::: Entries
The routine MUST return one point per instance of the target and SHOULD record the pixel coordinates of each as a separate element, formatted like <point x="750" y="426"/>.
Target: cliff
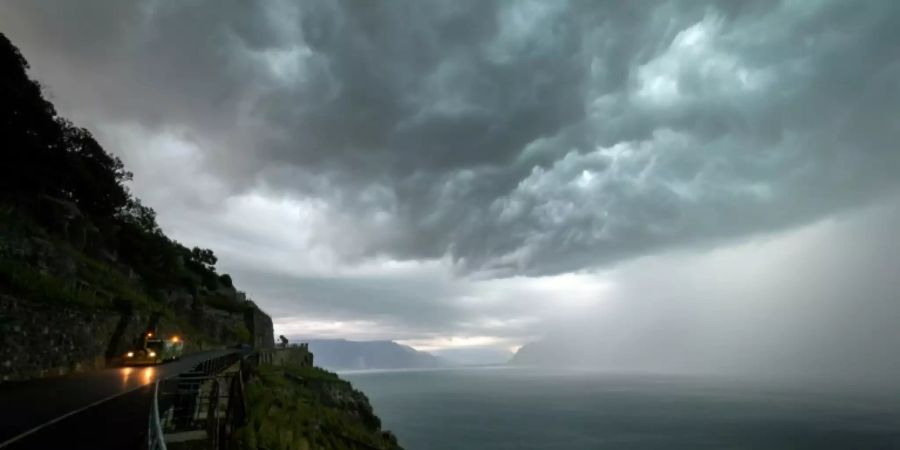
::::::
::: Entries
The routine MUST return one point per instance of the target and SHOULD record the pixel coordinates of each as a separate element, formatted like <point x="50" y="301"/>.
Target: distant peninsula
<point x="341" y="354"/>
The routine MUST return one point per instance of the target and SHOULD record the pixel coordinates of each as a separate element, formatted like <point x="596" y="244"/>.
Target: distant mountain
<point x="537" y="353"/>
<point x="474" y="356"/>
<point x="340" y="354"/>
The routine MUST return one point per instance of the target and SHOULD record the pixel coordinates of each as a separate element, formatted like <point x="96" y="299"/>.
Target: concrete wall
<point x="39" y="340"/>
::::::
::: Entries
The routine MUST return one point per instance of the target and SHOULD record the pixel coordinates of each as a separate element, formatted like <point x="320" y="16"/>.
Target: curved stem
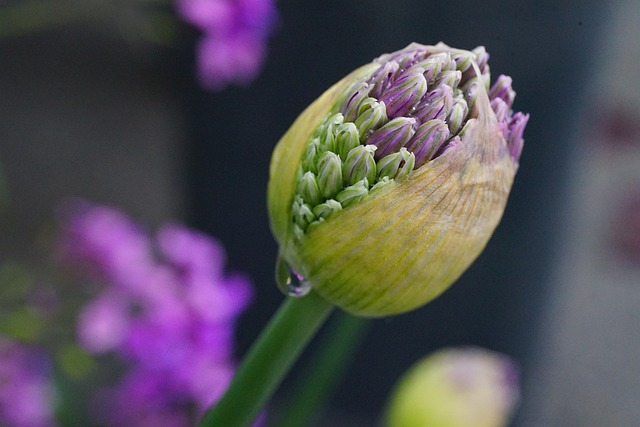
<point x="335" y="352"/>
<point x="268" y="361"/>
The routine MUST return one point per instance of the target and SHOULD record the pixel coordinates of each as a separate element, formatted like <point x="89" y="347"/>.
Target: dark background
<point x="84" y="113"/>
::::::
Problem requirements: Show each line in the entries above that contains the string "element". Case matters.

Response to this exercise:
The routine MUST return one point per instance of the target and SHOULD record the pixel coordinates of each as a separate element, formatted like <point x="750" y="426"/>.
The routine MUST return one point per instance of the target and SHOULD record the pixel coordinates of each as a separate element, formatted like <point x="50" y="301"/>.
The routine MUST return one point per instance of the target and SHOULD record the pixel coordinates of each as a separate element, formatted like <point x="596" y="244"/>.
The routine MUST return one point per instance of the target and SHOULD record the pixel coordinates of each as a separate element, formatted like <point x="96" y="299"/>.
The routine MUST return one point per instance of the target and SHOULD record the pixel coordinates of each as a separate element, formatted like <point x="320" y="16"/>.
The routine MUST return one point per instance of the target and SHOULD record the pixel coordinates of each as a separate element, formatted like <point x="89" y="347"/>.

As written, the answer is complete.